Segmentation mask data
------

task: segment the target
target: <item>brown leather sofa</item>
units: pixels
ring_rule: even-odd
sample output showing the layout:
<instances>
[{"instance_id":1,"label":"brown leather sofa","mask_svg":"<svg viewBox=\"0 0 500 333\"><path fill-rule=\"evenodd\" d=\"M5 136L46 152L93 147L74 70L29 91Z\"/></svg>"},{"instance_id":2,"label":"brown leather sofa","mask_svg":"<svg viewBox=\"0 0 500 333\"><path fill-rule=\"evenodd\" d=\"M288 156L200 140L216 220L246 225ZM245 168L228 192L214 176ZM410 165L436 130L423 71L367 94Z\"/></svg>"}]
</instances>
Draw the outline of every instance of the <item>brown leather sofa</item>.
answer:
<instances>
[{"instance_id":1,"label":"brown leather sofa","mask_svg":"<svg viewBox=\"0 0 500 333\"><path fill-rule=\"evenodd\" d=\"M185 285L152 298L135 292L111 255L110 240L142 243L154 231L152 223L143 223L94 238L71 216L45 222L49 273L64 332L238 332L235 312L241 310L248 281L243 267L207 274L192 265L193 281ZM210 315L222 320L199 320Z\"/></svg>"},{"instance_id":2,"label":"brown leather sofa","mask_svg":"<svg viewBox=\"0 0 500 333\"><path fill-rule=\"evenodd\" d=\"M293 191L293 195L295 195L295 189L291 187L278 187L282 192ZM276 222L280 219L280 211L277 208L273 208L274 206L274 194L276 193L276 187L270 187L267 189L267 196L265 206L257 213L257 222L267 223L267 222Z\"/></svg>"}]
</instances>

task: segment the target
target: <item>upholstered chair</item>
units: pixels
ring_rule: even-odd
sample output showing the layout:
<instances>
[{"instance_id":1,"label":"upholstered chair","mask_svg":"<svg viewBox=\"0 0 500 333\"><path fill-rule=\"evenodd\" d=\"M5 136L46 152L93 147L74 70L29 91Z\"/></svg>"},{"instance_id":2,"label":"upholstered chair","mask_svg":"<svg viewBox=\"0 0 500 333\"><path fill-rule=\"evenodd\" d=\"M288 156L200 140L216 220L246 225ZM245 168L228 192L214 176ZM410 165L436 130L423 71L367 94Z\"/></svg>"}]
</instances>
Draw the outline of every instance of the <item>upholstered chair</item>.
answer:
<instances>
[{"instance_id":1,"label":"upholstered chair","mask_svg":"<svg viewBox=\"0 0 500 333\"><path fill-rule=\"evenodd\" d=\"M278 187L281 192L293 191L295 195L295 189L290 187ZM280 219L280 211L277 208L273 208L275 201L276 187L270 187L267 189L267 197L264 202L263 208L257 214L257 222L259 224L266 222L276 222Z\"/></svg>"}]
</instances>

------

Directions —
The response should be every record above restated exactly.

Output for this exercise —
task: segment the target
target: <item>brown leather sofa</item>
units: pixels
ring_rule: even-odd
sample output showing the layout:
<instances>
[{"instance_id":1,"label":"brown leather sofa","mask_svg":"<svg viewBox=\"0 0 500 333\"><path fill-rule=\"evenodd\" d=\"M5 136L46 152L93 147L74 70L29 91Z\"/></svg>"},{"instance_id":2,"label":"brown leather sofa","mask_svg":"<svg viewBox=\"0 0 500 333\"><path fill-rule=\"evenodd\" d=\"M288 156L200 140L216 220L246 225ZM245 168L228 192L214 176ZM410 165L436 130L423 71L367 94Z\"/></svg>"}]
</instances>
Draw the outline of every instance of the <item>brown leather sofa</item>.
answer:
<instances>
[{"instance_id":1,"label":"brown leather sofa","mask_svg":"<svg viewBox=\"0 0 500 333\"><path fill-rule=\"evenodd\" d=\"M185 285L152 298L135 292L111 255L110 240L142 243L154 231L152 223L143 223L94 238L71 216L45 222L49 273L64 332L238 332L235 312L241 310L248 281L243 267L207 274L192 265L193 281ZM210 315L222 320L199 320Z\"/></svg>"},{"instance_id":2,"label":"brown leather sofa","mask_svg":"<svg viewBox=\"0 0 500 333\"><path fill-rule=\"evenodd\" d=\"M293 191L293 195L295 195L295 189L291 187L278 187L282 192ZM276 222L280 219L280 211L277 208L273 208L274 206L274 194L276 193L276 187L270 187L267 189L267 196L265 206L257 213L257 222L267 223L267 222Z\"/></svg>"}]
</instances>

task: segment the target
target: <item>upholstered chair</item>
units: pixels
ring_rule: even-odd
sample output showing the layout:
<instances>
[{"instance_id":1,"label":"upholstered chair","mask_svg":"<svg viewBox=\"0 0 500 333\"><path fill-rule=\"evenodd\" d=\"M5 136L46 152L93 147L74 70L29 91Z\"/></svg>"},{"instance_id":2,"label":"upholstered chair","mask_svg":"<svg viewBox=\"0 0 500 333\"><path fill-rule=\"evenodd\" d=\"M288 156L200 140L216 220L246 225ZM245 168L228 192L214 176ZM410 165L436 130L423 71L367 94Z\"/></svg>"}]
</instances>
Draw the outline of every instance of the <item>upholstered chair</item>.
answer:
<instances>
[{"instance_id":1,"label":"upholstered chair","mask_svg":"<svg viewBox=\"0 0 500 333\"><path fill-rule=\"evenodd\" d=\"M278 187L281 192L293 191L295 195L295 189L290 187ZM280 219L280 211L277 208L273 208L275 201L276 187L270 187L267 189L267 197L264 202L263 208L257 214L257 222L259 224L266 222L276 222Z\"/></svg>"}]
</instances>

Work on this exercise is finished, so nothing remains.